作業指示
[1] 映画評の「この映画、初めに種明かしをす」から「掛けてきたと受け取っている。」まで、両端も含めてそのまま書き写す。
[2] 映画評について次の問いに答える。
(a) 書き手はこれを何だと受け取ったか。
(b) ジョニー・デップの作品として挙げられている題名は何か。
(c) 勘のいい人はどのくらいの間に結末が読めただろうと書かれているか。

____ 掲載文

わたしはこれを観客への挑戦だと受け取った。

この映画、初めに種明かしをすればいわゆる「二重人格」がキーとなっている作品。この「実は自分が犯人でした!」ってオチは…良くも悪くも非常にありきたりである。有名どころで言えばジョニー・デップの「シークレットウィンドウ」がいい例。若干方向は違えど似たような部類としてはレオナルド・ディカプリオの「シャッターアイランド」、「アイデンティティー」などなど。観客に「またか!」と思わせてしまう半面で、相当なことがなければ失敗もしないテーマ。そして独自性が認められれば「この作品は素晴らしい!」と評価される。安全策とも言えるが、わたしは敢えて勝負を仕掛けてきたと受け取っている。

しかし、ストーリーが進んでいく中できっと勘のいい人は3分の1もしない間に結末が読めただろう。わたしのように鈍感だと最後まで楽しめたかもしれない(自慢ではないがどれほどベタな映画でもほぼ騙されるわたしである)

________
____ 提供データ

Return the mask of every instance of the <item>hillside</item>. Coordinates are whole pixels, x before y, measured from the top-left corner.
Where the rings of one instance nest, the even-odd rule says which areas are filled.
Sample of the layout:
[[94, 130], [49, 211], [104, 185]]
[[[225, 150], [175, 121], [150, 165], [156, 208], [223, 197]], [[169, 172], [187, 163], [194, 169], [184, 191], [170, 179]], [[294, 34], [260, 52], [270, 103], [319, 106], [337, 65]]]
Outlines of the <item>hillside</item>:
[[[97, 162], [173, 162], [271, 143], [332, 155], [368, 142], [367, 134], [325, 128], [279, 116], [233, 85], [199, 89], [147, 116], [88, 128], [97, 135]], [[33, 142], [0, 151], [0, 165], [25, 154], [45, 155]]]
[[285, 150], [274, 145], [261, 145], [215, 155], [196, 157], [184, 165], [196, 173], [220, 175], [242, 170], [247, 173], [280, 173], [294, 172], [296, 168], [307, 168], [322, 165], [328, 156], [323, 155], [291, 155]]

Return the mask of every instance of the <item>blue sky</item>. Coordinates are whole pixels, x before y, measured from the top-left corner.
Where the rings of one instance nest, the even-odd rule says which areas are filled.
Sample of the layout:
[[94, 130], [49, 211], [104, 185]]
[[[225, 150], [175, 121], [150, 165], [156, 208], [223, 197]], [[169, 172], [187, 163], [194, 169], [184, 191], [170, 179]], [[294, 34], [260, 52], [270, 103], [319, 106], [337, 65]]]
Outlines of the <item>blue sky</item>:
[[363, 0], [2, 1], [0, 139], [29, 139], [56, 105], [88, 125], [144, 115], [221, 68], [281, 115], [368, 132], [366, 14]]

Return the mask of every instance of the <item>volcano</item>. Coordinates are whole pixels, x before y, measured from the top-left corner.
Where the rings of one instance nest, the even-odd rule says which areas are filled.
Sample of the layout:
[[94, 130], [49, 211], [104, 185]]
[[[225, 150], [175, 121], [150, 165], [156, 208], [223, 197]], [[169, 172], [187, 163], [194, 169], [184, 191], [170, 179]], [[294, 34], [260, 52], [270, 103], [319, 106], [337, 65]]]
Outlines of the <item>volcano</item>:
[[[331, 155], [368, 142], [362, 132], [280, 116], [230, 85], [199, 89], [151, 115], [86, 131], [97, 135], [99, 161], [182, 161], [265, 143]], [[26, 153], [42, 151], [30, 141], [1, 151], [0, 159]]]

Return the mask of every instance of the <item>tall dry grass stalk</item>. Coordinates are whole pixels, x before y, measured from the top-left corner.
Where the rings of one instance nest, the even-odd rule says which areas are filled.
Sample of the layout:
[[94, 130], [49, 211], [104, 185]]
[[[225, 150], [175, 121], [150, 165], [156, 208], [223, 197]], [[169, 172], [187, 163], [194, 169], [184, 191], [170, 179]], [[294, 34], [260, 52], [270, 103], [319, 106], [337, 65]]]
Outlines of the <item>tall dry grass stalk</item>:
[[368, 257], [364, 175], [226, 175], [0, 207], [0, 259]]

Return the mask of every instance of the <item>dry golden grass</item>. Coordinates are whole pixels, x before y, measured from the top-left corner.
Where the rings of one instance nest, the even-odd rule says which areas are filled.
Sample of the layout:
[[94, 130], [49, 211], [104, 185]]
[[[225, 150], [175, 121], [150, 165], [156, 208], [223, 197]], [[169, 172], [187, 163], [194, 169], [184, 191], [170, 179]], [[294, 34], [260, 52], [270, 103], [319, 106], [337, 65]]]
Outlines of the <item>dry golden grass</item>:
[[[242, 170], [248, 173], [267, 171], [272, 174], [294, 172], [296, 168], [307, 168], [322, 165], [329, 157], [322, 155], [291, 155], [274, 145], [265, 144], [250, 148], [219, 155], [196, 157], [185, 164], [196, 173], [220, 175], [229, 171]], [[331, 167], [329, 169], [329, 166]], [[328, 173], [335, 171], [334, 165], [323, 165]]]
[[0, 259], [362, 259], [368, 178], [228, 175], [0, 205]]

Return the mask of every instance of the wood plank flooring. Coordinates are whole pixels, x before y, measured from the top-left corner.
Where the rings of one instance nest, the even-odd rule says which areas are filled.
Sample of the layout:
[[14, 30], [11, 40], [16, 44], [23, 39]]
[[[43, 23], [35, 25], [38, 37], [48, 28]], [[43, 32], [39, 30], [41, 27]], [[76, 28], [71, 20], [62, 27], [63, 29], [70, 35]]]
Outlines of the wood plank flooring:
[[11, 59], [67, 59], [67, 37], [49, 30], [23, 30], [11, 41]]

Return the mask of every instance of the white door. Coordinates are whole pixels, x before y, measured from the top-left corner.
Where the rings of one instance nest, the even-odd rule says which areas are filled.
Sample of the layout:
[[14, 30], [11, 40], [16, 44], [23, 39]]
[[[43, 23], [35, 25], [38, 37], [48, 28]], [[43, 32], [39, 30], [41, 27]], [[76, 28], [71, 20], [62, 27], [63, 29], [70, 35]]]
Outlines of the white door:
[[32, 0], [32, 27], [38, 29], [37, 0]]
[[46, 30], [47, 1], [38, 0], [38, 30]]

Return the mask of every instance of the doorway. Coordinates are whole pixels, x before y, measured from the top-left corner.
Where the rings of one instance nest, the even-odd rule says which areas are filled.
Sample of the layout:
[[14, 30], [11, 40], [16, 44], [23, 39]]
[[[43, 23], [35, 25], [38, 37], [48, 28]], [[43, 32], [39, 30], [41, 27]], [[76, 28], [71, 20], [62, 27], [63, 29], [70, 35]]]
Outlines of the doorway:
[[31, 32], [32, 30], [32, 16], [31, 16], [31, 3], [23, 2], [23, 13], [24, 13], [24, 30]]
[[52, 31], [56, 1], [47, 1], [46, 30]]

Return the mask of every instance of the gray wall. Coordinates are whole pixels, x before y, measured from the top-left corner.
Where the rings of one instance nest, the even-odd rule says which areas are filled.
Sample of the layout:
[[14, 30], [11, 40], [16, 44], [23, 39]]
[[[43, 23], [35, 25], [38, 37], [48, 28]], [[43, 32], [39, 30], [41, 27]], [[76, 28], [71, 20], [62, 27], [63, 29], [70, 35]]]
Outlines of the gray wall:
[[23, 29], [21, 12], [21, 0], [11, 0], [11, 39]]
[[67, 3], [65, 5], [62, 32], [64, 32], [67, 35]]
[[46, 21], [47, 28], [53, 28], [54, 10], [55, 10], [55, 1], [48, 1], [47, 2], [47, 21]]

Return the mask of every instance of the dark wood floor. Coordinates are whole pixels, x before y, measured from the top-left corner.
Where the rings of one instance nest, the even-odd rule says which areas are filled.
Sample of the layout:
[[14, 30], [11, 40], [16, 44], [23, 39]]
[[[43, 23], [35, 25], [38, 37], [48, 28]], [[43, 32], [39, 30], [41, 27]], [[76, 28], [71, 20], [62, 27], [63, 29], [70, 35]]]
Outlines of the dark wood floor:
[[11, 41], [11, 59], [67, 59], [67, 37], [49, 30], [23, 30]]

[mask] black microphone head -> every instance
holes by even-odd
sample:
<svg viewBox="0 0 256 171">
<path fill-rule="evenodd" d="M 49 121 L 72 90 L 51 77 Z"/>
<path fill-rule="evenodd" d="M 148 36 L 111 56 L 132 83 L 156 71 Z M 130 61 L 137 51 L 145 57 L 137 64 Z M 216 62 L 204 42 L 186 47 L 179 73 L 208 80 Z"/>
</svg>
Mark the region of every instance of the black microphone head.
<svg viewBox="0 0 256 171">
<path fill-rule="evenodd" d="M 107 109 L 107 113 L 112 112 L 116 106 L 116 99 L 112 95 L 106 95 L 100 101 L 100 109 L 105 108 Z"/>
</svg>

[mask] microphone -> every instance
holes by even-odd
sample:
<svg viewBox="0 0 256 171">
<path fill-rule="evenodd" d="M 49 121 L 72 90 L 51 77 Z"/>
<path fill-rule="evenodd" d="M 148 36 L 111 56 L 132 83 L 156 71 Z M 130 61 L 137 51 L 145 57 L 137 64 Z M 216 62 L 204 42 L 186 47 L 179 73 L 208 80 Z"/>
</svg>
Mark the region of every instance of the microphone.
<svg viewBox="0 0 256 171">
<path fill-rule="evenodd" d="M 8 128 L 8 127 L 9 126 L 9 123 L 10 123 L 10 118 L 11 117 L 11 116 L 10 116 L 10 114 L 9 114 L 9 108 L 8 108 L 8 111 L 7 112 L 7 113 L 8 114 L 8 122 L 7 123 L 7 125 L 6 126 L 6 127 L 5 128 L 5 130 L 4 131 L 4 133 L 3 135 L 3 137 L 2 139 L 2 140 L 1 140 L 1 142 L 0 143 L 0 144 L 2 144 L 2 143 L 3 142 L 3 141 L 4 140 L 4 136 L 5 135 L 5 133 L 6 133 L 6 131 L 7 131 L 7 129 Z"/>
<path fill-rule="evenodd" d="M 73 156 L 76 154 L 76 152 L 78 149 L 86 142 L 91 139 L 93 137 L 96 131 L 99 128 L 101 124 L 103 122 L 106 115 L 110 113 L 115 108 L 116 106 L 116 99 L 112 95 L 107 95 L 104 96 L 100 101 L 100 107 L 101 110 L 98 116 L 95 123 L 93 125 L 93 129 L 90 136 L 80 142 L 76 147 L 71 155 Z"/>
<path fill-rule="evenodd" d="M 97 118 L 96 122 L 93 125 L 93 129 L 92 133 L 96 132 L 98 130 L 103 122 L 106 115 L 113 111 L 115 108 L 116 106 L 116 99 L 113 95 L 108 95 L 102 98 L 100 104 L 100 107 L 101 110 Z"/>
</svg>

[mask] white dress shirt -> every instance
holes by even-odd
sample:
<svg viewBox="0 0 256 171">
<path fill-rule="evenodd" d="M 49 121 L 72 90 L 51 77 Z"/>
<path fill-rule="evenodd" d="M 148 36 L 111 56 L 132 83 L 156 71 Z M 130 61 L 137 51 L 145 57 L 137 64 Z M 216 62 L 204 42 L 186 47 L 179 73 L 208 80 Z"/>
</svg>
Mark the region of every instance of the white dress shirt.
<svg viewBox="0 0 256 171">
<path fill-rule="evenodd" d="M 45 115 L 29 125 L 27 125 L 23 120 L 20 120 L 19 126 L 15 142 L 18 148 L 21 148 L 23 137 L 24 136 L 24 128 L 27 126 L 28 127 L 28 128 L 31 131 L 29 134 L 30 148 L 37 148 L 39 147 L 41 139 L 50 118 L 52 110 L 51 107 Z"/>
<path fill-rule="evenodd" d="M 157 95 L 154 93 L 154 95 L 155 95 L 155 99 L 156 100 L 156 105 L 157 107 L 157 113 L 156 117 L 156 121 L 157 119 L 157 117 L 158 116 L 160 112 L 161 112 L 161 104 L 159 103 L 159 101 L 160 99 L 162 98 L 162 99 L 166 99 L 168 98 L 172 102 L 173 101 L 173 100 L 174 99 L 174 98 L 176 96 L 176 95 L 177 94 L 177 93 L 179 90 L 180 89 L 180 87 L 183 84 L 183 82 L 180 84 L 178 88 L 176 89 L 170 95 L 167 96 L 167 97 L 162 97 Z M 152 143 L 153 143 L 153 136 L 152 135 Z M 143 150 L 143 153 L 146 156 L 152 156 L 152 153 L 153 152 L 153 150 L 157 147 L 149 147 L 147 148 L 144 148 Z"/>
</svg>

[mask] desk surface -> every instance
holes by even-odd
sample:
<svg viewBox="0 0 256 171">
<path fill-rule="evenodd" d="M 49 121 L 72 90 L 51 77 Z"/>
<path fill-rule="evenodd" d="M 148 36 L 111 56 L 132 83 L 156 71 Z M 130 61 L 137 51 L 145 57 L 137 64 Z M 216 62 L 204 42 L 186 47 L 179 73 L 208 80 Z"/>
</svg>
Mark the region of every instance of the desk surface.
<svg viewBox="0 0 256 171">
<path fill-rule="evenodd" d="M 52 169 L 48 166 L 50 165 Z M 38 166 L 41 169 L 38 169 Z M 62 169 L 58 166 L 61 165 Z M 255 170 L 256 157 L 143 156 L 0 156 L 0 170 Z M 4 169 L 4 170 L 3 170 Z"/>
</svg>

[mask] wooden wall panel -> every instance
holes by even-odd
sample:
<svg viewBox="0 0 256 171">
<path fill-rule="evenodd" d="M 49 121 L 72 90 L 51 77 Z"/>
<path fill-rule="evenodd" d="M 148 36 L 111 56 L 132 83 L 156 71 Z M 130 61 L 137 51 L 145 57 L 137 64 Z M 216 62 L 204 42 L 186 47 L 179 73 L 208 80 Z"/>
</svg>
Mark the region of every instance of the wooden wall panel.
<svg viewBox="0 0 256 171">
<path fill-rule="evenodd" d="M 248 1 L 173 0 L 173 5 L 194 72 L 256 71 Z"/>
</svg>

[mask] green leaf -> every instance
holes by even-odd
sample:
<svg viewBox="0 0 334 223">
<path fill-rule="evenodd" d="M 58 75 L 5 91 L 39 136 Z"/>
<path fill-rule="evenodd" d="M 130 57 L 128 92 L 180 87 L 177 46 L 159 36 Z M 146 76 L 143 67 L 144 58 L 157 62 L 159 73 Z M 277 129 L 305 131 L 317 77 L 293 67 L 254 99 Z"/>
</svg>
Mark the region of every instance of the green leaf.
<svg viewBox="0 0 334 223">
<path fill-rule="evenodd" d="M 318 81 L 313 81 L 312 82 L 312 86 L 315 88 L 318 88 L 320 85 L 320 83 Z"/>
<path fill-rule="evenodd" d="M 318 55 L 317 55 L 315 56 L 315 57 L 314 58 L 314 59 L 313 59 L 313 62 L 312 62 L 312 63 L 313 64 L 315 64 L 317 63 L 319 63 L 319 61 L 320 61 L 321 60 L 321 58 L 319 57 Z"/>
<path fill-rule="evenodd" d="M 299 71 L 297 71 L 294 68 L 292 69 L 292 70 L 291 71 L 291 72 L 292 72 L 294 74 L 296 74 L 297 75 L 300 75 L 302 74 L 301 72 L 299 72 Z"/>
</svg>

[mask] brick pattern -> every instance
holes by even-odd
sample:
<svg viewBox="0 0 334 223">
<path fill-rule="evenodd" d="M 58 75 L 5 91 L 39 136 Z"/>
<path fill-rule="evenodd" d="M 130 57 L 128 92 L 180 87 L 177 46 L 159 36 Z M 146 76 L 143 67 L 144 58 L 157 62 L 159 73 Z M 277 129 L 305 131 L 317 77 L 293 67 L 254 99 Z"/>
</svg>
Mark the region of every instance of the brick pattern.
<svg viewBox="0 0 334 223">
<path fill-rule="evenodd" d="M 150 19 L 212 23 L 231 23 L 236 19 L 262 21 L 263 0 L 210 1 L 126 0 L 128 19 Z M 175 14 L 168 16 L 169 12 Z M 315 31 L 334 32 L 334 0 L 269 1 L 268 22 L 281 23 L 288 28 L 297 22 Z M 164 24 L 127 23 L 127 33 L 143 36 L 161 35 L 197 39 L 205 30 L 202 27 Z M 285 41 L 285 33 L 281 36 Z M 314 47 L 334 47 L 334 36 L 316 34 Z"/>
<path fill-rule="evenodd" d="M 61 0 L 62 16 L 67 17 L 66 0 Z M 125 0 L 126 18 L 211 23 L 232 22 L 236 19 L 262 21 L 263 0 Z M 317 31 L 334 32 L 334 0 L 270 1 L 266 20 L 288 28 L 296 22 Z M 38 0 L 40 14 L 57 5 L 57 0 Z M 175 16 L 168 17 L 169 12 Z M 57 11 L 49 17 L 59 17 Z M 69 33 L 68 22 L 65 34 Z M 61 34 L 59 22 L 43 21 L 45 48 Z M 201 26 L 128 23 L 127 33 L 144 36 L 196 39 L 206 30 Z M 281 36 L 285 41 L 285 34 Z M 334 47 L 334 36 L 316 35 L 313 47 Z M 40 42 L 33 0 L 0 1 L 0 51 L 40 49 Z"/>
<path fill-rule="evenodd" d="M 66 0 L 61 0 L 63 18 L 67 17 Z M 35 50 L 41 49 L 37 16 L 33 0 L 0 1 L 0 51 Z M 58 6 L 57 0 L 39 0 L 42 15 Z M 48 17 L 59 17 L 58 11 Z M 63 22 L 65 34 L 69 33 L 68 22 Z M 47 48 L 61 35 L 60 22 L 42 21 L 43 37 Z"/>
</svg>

________

各作業の結果
[1]
この映画、初めに種明かしをすればいわゆる「二重人格」がキーとなっている作品。この「実は自分が犯人でした!」ってオチは…良くも悪くも非常にありきたりである。有名どころで言えばジョニー・デップの「シークレットウィンドウ」がいい例。若干方向は違えど似たような部類としてはレオナルド・ディカプリオの「シャッターアイランド」、「アイデンティティー」などなど。観客に「またか!」と思わせてしまう半面で、相当なことがなければ失敗もしないテーマ。そして独自性が認められれば「この作品は素晴らしい!」と評価される。安全策とも言えるが、わたしは敢えて勝負を仕掛けてきたと受け取っている。

[2]
(a) 観客への挑戦
(b) 「シークレットウィンドウ」
(c) 3分の1もしない間